### What is needed
Please write out the complete listing that follows, exactly as it reads.

### Input data
--- START ---
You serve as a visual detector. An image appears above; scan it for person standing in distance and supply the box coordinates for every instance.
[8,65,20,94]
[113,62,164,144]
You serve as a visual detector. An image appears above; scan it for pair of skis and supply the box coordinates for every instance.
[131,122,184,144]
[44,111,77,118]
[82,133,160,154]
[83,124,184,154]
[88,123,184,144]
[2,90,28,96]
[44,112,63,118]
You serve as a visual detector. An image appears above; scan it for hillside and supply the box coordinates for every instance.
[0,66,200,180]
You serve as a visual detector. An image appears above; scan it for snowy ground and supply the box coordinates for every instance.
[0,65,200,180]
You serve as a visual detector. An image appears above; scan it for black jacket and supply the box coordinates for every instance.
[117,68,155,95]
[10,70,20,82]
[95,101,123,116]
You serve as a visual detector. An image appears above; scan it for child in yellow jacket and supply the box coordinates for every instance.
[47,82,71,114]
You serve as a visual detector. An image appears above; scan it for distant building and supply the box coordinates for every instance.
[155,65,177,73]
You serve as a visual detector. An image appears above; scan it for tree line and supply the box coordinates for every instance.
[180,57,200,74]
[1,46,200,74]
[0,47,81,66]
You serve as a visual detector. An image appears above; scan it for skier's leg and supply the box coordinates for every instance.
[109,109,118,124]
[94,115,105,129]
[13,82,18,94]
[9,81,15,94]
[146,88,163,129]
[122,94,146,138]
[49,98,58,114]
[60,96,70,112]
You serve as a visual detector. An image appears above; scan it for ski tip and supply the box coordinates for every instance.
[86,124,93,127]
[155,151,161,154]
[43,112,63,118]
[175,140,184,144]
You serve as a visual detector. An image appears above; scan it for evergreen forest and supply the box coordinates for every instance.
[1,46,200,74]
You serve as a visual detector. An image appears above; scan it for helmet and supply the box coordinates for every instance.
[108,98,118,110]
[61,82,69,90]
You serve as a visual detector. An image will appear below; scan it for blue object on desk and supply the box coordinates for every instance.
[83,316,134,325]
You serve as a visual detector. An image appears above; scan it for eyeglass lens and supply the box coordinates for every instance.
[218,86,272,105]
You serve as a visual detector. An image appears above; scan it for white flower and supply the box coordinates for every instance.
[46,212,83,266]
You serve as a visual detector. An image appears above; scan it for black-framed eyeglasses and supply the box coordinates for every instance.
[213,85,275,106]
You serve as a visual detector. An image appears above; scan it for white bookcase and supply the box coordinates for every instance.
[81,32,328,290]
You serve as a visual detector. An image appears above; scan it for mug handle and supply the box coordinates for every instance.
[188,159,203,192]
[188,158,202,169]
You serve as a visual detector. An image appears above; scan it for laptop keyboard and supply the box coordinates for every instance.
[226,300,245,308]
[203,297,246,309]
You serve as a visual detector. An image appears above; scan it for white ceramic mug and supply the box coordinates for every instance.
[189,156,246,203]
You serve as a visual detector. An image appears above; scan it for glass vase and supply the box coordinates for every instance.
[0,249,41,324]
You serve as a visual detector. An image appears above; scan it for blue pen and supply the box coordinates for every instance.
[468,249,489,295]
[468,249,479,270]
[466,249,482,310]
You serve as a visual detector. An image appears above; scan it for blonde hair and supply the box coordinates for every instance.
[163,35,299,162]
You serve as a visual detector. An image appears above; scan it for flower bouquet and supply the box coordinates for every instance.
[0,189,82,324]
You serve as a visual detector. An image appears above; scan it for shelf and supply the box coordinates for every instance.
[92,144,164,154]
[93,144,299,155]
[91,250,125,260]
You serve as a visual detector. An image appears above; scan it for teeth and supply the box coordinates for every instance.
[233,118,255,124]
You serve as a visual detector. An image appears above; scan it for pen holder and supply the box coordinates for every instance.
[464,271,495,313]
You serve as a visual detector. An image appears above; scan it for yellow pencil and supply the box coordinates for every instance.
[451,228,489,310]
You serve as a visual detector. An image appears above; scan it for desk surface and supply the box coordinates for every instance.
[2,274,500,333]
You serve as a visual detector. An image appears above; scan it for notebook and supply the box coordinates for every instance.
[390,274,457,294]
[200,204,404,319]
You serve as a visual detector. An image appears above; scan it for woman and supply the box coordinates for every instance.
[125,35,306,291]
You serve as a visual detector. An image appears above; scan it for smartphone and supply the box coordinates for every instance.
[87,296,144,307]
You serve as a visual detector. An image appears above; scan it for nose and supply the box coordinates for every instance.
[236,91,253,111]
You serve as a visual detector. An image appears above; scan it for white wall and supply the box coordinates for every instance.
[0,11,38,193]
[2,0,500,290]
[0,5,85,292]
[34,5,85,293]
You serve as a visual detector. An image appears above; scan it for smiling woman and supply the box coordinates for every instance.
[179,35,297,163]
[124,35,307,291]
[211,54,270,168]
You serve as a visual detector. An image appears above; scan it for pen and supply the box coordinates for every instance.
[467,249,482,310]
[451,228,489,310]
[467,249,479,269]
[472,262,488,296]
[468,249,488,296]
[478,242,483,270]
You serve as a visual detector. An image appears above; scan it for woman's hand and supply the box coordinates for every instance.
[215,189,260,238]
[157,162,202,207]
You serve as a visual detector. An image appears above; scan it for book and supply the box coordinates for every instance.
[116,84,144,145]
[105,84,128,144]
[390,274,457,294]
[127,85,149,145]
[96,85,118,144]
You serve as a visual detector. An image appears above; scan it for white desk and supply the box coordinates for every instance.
--- END ---
### Solution below
You serve as a visual detector. An image appears above; scan it for person standing in distance and supply the box coordinates for every instance.
[8,65,20,94]
[113,62,164,144]
You serve as a visual detector. An image appears above; scan it for pair of skis and supply the box coordinates for every instance.
[131,122,184,144]
[44,111,77,118]
[82,133,160,154]
[83,124,184,154]
[88,123,184,144]
[2,90,28,96]
[44,112,63,118]
You serve as a visual detector. An image appears above; scan it for hillside and supply the box coordinates for every instance.
[0,66,200,180]
You serve as a visual detector. An image appears above; scan it for snowy ground and supply the box coordinates for every instance.
[0,65,200,180]
You serve as a visual detector. An image appears above; scan it for black jacket and supply the box coordinates for every instance.
[117,68,155,95]
[10,70,20,82]
[95,101,123,116]
You serve as a visual detector. An image appears above; scan it for child in yellow jacket and supply the box coordinates for every instance.
[47,82,71,114]
You serve as a visual detector. An image appears above; scan it for distant building and supply the box coordinates for every instance.
[155,65,177,73]
You serve as a visual detector. An image appears above; scan it for tree line and supply the box coordinates for every instance.
[180,57,200,74]
[1,46,200,74]
[0,47,81,66]
You serve as a visual detector. An image appears above; scan it for skier's leg and supply the box coordinates for every instance.
[109,109,118,124]
[94,115,105,129]
[13,82,18,94]
[9,81,15,94]
[146,88,163,129]
[122,94,146,138]
[49,98,58,114]
[60,96,70,112]
You serve as a visual detector. An image appears above; scan it for ski tip and supply the box coordinates for every instance.
[86,124,93,127]
[155,151,161,154]
[43,112,63,118]
[175,140,184,144]
You serve as a visual detector. An image appears above; scan it for evergreen forest and supply the box coordinates for every instance.
[1,46,200,74]
You serve as a visual detector. An image appears above; scan it for helmet and supply the box coordinates for every instance.
[108,98,118,110]
[61,82,69,90]
You serve as a visual detector. An image will appear below; scan it for blue object on desk and supply the box coordinates for every instance.
[83,316,134,325]
You serve as a visual detector. An image appears above; scan it for eyeglass lens and supply the box coordinates for every instance.
[218,86,272,105]
You serve as a visual detector. An image appears above; scan it for white flower and supply the box coordinates for every instance.
[46,212,83,266]
You serve as a visual detector. An image appears above; scan it for black-framed eyeglasses and supply the box coordinates for every instance.
[213,85,275,106]
You serve as a visual detector. An image appears above; scan it for white bookcase and supply the box coordinates for every instance.
[81,32,328,290]
You serve as a visual detector. An image appears above; scan it for mug handle and supply the box coordinates for every instance.
[188,159,203,192]
[188,158,202,169]
You serve as a visual detector. An image appears above; scan it for laptop keyboard and supply the box coordinates for every instance.
[226,300,245,308]
[203,297,246,309]
You serve as a visual detector. An image appears above; scan it for white ceramic mug and supply the box coordinates for every instance.
[189,156,246,203]
You serve as a visual detector. An image appears above; scan it for glass vase and supply the box coordinates for every instance.
[0,249,41,324]
You serve as a visual detector. An image appears above; scan it for blue pen and supply the box coordinates for every instance.
[468,249,489,295]
[468,249,479,270]
[466,249,482,310]
You serve as a visual detector. An image appears above; scan it for blonde hair and supply the box coordinates for every instance.
[163,35,299,162]
You serve as a visual detector. An image appears above; scan it for flower bouquet and supply the box coordinates for every instance.
[0,189,82,324]
You serve as a visual detector. An image appears above; scan it for shelf and supply the box coordinates for every instance.
[92,144,164,154]
[93,144,299,155]
[91,250,125,260]
You serve as a visual detector. An image appears above; scan it for teeth and supply the box coordinates for every instance.
[233,118,255,124]
You serve as a visual detector. An image appears above; scan it for pen holder and supply the box coordinates for every instance.
[464,271,495,313]
You serve as a visual detector. An image appears above; scan it for yellow pencil and supply the box coordinates for every instance.
[451,228,489,310]
You serve as a visual detector. An image appears above; scan it for desk surface and supply the box coordinates for every instance.
[2,274,500,333]
You serve as a visual detector. An image appears above; scan it for notebook and supply the box coordinates for every instance.
[390,274,457,294]
[200,204,404,319]
You serve as a visual detector. An image appears above; scan it for woman and supply the box coordinates for every instance.
[125,35,306,291]
You serve as a visual detector. An image appears above; scan it for smartphone and supply the box coordinates for every instance.
[87,296,144,307]
You serve as a visual detector. An image appears above; scan it for nose and supply the box coordinates for every instance.
[236,91,253,111]
You serve as a visual detector. An image appears above; scan it for white wall and supply the box coordinates for every instance.
[0,11,38,193]
[2,0,500,290]
[0,5,85,292]
[34,5,85,293]
You serve as a visual detector. An image appears above; scan it for smiling woman and supply the box coordinates for every instance.
[179,35,297,163]
[124,35,307,291]
[211,54,270,168]
You serve as a visual detector. An image appears above; scan it for pen and supply the box coordinates for every instance.
[467,249,482,310]
[451,228,489,310]
[467,249,479,269]
[472,262,488,296]
[468,249,488,296]
[478,242,483,270]
You serve as a visual detector. An image appears above; scan it for woman's hand and supply the box coordinates for every instance.
[215,189,260,238]
[157,162,202,207]
You serve as a visual detector. An image appears above; scan it for book and supply the box coordinates for every instance.
[116,84,144,145]
[105,84,128,144]
[390,274,457,294]
[127,85,149,145]
[96,85,118,144]
You serve as a visual detector. An image appears above; scan it for white desk and supply the box coordinates for every instance.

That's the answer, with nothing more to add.